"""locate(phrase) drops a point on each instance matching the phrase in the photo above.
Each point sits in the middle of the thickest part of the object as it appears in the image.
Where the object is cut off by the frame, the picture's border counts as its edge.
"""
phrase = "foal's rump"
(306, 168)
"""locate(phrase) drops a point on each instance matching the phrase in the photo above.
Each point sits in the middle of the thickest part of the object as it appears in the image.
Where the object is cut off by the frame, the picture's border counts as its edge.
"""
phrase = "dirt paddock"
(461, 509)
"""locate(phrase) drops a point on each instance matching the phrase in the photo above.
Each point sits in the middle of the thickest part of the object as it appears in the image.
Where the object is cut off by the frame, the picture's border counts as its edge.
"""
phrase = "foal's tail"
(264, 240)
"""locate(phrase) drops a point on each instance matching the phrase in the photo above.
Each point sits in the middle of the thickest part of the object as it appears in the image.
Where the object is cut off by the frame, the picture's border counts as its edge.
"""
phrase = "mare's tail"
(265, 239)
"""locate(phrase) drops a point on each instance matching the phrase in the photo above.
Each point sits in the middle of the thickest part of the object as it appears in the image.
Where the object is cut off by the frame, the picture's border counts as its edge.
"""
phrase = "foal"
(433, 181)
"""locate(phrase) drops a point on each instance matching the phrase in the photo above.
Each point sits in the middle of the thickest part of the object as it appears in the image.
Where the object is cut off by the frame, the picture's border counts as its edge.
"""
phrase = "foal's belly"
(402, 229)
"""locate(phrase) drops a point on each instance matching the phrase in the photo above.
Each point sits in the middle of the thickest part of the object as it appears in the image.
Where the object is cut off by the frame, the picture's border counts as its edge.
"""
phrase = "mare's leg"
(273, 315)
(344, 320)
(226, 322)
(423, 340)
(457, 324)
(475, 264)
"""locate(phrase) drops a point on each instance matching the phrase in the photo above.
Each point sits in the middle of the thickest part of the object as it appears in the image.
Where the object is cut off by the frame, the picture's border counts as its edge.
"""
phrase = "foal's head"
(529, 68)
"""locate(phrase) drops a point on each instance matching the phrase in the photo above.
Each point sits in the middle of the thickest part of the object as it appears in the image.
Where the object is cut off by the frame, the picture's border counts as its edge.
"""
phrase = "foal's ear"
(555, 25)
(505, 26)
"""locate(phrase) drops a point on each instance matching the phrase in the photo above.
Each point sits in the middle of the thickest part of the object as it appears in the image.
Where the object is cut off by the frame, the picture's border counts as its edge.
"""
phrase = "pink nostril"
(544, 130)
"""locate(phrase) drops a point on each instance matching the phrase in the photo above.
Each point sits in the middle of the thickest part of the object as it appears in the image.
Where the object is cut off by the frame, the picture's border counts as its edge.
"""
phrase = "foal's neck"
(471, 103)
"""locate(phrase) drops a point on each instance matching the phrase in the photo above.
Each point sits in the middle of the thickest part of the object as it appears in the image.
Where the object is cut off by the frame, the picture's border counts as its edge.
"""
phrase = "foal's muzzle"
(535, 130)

* * * *

_Directions_. Would you restate each of the entries word for word?

_Answer to this problem_.
"""locate(phrase) drops a point on each instance matching the phrase in the photo above.
Each point sits in the middle of the thickest part of the object as it appears in the image.
Where the object is cut off by the frame, the picture's border counts as its edge.
"""
phrase = "foal's rump"
(306, 168)
"""locate(phrase) drops a point on each instance matching the phrase in the photo above.
Each point sits in the middle of the thickest part of the object as it appears in the image.
Where the object is cut off by the frame, the picture's border counts as its edge.
"""
phrase = "dirt paddock"
(461, 509)
"""locate(phrase) drops a point on each instance matching the phrase in the photo above.
Each point sits in the middle of the thickest part of the object as it appears in the image.
Where the object is cut off by the frame, the picture's border counts as its edge.
"""
phrase = "foal's tail"
(264, 240)
"""locate(phrase) drops a point on each instance matching the phrase in the photo above.
Each point sits in the middle of the thickest part of the object as it appears in the image.
Where the object is cut off by the frame, the picture's border counts as its edge.
"""
phrase = "mare's tail"
(265, 239)
"""locate(phrase) drops a point on each instance matching the phrase in the photo above.
Each point sits in the middle of the thickest part of the object as it appears in the image.
Where the object is cut off by the frame, the picture's border counts as its edge.
"""
phrase = "foal"
(433, 181)
"""locate(phrase) drops a point on each instance matching the phrase in the photo above.
Each point sits in the middle of the thickest part of the object as it appears in the image.
Where the object is cut off by the frame, the picture's border counts as its edge.
"""
phrase = "foal's belly"
(402, 229)
"""locate(phrase) drops a point on each instance matching the phrase in the photo above.
Each point sits in the middle of the thickest part of the object as it appears in the image.
Where the object is cut off by the frame, the picture's border counts as its edge.
"""
phrase = "mare's leg"
(273, 315)
(344, 320)
(226, 322)
(423, 340)
(457, 324)
(475, 264)
"""locate(phrase) drops a point on each instance matching the phrase in the photo above.
Each point sits in the middle of the thickest part of the object as it appears in the image.
Where the object is cut off by the frame, the picture's border counts as its edge.
"""
phrase = "foal's head"
(529, 68)
"""locate(phrase) drops a point on each instance matching the phrase in the photo above.
Each point sits in the middle of the thickest part of the object as it appears in the image.
Where the object is cut off by the frame, the picture's border counts as its edge.
"""
phrase = "foal's ear"
(555, 25)
(505, 26)
"""locate(phrase) drops a point on each instance matching the phrase in the photo above.
Each point sits in the middle of the thickest part of the object as it appears in the image.
Where the object is cut off by the frame, the picture's border counts as its edge.
"""
phrase = "pink nostril"
(544, 130)
"""locate(phrase) drops a point on each instance matching the phrase in the photo above.
Each point sits in the middle of the thickest part of the object as it appears in the image.
Where the object is cut off by the frame, the picture's border counts as its edge.
"""
phrase = "foal's neck"
(471, 103)
"""locate(phrase) drops a point on each instance matching the phrase in the photo above.
Each point sits in the middle of the thickest part of the object as it appears in the image.
Where the object is cut off by the frame, the picture's border counts as its edge.
"""
phrase = "foal's muzzle"
(535, 130)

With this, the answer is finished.